Stated problem: Reproduce exactly the lines beginning with the line that contains "Help me find the white roof" and ending at the final line of the material below.

Data:
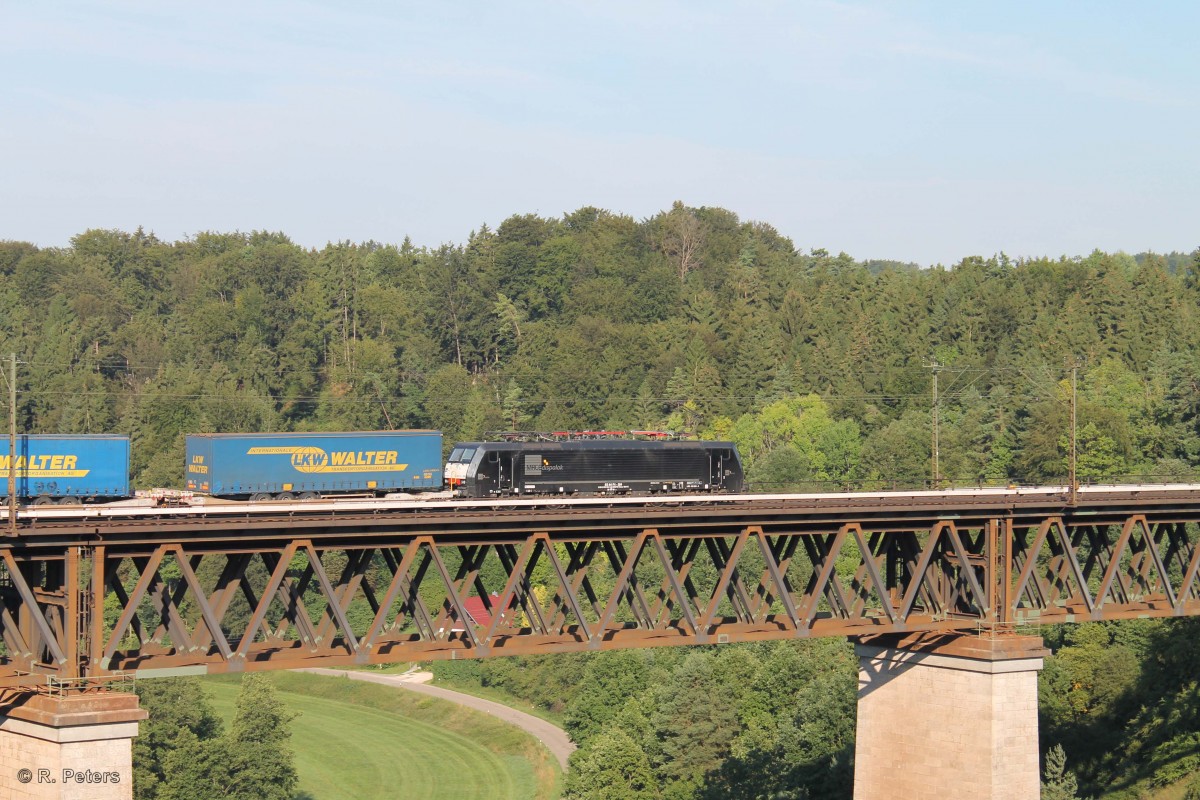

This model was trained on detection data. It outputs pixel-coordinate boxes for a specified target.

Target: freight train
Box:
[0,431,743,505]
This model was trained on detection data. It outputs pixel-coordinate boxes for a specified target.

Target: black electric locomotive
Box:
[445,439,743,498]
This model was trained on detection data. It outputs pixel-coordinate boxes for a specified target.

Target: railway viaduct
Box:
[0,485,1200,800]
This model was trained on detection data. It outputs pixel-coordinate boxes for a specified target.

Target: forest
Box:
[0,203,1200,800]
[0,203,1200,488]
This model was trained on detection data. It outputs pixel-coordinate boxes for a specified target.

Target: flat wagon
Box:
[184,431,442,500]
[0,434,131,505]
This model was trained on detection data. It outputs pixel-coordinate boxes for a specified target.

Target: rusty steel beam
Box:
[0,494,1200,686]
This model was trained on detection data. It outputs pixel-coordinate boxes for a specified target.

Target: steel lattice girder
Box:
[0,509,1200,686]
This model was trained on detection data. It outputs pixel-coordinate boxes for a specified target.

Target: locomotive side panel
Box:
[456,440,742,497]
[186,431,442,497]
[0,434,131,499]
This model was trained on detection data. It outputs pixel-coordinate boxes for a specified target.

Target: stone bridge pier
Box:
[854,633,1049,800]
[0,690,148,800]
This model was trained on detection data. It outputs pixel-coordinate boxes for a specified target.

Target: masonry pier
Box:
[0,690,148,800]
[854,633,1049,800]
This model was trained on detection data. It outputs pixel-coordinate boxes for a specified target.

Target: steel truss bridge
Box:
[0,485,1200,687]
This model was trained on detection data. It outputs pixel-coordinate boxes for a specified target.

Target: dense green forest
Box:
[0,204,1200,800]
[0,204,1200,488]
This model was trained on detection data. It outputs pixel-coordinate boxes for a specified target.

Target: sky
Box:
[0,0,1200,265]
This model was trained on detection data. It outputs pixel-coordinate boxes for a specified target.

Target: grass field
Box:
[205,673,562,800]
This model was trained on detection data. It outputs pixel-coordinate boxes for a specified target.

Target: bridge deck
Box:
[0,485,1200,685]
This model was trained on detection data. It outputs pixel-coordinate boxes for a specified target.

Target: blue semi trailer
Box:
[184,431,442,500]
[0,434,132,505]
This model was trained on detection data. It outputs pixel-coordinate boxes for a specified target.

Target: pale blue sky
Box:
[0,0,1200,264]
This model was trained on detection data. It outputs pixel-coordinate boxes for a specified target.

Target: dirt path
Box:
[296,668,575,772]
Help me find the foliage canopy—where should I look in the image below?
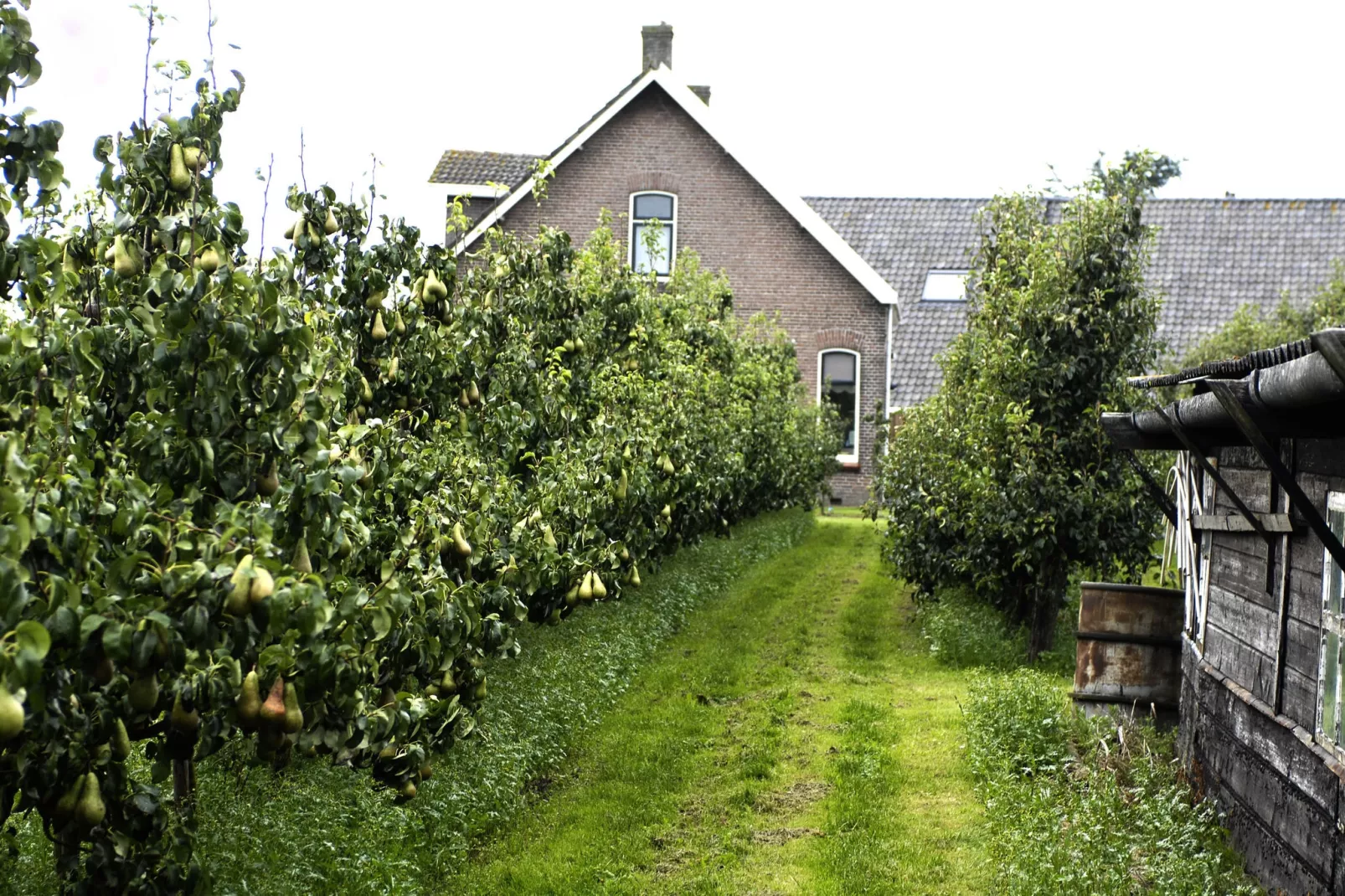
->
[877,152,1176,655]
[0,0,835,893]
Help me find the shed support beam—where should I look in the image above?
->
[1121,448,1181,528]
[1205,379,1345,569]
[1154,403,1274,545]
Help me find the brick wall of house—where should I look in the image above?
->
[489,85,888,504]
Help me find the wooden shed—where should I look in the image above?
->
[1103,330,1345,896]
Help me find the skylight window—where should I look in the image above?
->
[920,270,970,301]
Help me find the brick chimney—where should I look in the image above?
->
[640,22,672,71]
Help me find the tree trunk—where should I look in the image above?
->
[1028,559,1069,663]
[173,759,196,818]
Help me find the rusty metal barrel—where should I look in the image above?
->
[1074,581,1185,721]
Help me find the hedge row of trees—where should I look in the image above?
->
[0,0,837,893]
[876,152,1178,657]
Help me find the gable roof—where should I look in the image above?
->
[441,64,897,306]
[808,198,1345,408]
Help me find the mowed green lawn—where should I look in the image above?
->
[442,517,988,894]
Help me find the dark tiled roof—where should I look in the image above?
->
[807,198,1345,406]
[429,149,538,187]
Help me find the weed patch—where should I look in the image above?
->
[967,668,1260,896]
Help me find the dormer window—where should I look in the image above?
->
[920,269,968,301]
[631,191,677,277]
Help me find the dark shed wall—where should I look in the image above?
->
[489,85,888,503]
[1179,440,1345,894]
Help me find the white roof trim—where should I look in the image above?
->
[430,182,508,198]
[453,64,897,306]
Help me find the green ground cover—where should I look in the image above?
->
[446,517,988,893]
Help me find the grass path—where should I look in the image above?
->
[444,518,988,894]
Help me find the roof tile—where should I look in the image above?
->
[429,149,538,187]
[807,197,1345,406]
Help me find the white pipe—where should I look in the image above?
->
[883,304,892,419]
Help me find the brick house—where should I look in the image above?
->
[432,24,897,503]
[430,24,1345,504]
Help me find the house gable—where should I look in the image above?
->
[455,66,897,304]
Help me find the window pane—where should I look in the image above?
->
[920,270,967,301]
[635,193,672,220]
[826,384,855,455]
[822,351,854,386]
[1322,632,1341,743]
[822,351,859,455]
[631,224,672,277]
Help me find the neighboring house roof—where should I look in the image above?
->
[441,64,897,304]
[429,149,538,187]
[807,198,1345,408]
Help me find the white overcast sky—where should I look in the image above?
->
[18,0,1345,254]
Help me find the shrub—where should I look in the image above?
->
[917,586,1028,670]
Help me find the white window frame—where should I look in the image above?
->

The output:
Help me find the white roof trim—where should I look in the image above?
->
[430,182,508,198]
[453,64,897,306]
Help me find the green ground cover—where should I look in the image above?
->
[446,517,988,893]
Help me find the grass path—where should I look in the image above?
->
[444,518,988,894]
Help me find the roof tile—where should I look in the image above?
->
[429,149,538,187]
[807,197,1345,406]
Help me find the white pipe—where should I look in the image above?
->
[883,304,892,419]
Help me find the brick house—where should I look in the image above?
->
[432,24,897,503]
[430,24,1345,504]
Help me find the house gable—where should I look in the image above?
->
[455,66,897,304]
Help me find the window pane—where should I look in the image above?
->
[920,270,967,301]
[635,193,672,220]
[826,384,855,455]
[822,351,854,386]
[1322,632,1341,743]
[822,351,859,455]
[631,224,672,277]
Help me find the neighboring house roof—where should I look in the image above?
->
[441,64,897,304]
[429,149,538,187]
[807,198,1345,408]
Help me find the white overcast sky—where should I look in the image above?
->
[18,0,1345,254]
Help me find the shrub—where should I look in the image above?
->
[917,586,1028,670]
Help me find the white window frame—where should I look in the image above?
->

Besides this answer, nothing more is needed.